»»

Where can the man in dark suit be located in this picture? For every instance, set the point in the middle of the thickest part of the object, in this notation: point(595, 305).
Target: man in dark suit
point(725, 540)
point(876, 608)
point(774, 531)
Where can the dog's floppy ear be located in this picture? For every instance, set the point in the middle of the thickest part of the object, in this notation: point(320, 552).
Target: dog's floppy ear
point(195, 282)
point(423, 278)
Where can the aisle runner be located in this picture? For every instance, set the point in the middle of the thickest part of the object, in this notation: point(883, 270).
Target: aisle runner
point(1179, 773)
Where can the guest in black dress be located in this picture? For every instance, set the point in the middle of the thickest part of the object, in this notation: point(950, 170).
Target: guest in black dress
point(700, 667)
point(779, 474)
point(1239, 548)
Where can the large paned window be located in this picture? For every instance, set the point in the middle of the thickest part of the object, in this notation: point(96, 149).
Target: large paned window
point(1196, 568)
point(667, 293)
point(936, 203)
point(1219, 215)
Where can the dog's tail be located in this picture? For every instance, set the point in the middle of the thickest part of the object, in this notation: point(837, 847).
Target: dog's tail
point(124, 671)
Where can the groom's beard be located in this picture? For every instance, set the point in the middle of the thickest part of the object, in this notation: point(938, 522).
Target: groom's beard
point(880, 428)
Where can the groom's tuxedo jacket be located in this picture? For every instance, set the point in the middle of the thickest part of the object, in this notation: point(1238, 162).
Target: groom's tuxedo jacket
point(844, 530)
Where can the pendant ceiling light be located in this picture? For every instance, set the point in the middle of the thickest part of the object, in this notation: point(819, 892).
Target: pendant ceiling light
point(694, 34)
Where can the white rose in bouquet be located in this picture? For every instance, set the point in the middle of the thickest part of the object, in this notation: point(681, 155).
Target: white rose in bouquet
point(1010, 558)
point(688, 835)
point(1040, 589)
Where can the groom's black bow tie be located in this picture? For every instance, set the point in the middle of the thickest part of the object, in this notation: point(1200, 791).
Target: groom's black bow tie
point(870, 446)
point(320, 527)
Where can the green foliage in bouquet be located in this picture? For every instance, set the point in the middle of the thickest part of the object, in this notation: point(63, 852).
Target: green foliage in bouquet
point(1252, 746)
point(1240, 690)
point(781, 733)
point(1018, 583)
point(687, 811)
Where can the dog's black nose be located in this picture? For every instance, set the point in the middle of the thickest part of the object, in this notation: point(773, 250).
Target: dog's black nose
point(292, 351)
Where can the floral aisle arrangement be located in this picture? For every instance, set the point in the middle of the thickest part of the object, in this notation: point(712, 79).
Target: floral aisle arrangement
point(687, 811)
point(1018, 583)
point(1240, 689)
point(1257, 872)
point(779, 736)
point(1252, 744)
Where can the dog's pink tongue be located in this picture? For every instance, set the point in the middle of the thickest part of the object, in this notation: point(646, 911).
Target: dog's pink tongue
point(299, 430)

««

Short problem: Copy all of the lines above without changing anything.

Complete answer:
Where can the man in dark suit be located in this picture? For every instance, set the point in the middle of the thickest part of the object, in this notation: point(595, 305).
Target: man in dark suit
point(725, 540)
point(876, 608)
point(774, 531)
Where can the dog's floppy ear be located in this picture? For every instance, set the point in the middle of the thickest part of the object, in this notation: point(320, 552).
Target: dog's floppy ear
point(195, 282)
point(423, 278)
Where can the aisle runner be located in this picture? For every instance, set the point in the middle of the thickest part of the object, in this notation: point(883, 270).
Target: aisle runner
point(1179, 773)
Where can the guest in black dress be located in this picture? For every instance, set the point in the middle of the thickest part of the object, in this notation: point(950, 170).
Target: guest in black dress
point(700, 667)
point(779, 474)
point(1239, 548)
Where can the large paned window be located in this picture? For every instance, set the point in the middle of the thickest part of the object, in this notation: point(96, 149).
Target: large paned window
point(1196, 568)
point(667, 293)
point(936, 203)
point(1219, 215)
Where can the dog's tail be located in this picture? For every instance, set the point in the middle of the thickest part of the object, in this notation: point(837, 847).
Target: dog's tail
point(124, 671)
Where can the groom's beard be located in this picture? For every instance, set the point in the middle of the thickest part of the object, in this notation: point(938, 522).
Target: groom's beard
point(880, 428)
Where can the groom's tuxedo jacket be located in this picture? For every instance, set the point in the middle of the thickest part of the object, in this notation: point(1238, 162).
Target: groom's tuxedo jacket
point(844, 530)
Where can the pendant ceiling light be located in this picture? For every instance, set the point in the middle of the thickest part of the object, in this notation: point(819, 892).
Target: pendant ceiling light
point(694, 34)
Where can the white rose in bouquet be located in this picture? For every instance, set the point in the middle of the thickest part of the object, in this notation: point(681, 155).
Target: white rose in bouquet
point(1010, 558)
point(688, 835)
point(1040, 589)
Where can the groom's black bow tie be located in this picture? For every instance, set the point in the middle of the thickest part of the object, in this notation: point(1200, 791).
Target: groom's black bow tie
point(870, 446)
point(320, 527)
Where can the green foliage in bouquet be located in this picture? For every instance, set the point in the middle of the thickest part of the object, in this notation: point(63, 852).
Target: green foliage in bouquet
point(1252, 746)
point(1240, 690)
point(781, 733)
point(1018, 583)
point(687, 811)
Where can the dog's black nose be located in this picture? For every instance, set the point in the middle of the thickest part of the object, in this notation: point(773, 250).
Target: dog's black nose
point(292, 351)
Where can the floral aisle arrangement be located in this picture? For every instance, set the point in the middle of the thickest part of the object, in this notation: point(712, 79).
Target: floral aisle arrangement
point(687, 811)
point(1018, 583)
point(1240, 689)
point(1257, 872)
point(779, 736)
point(1252, 744)
Where can the dog's pink tongue be located in this picture? For every instance, set the point in the middle of the thickest part of the object, in this notation: point(646, 911).
Target: dog's pink tongue
point(299, 430)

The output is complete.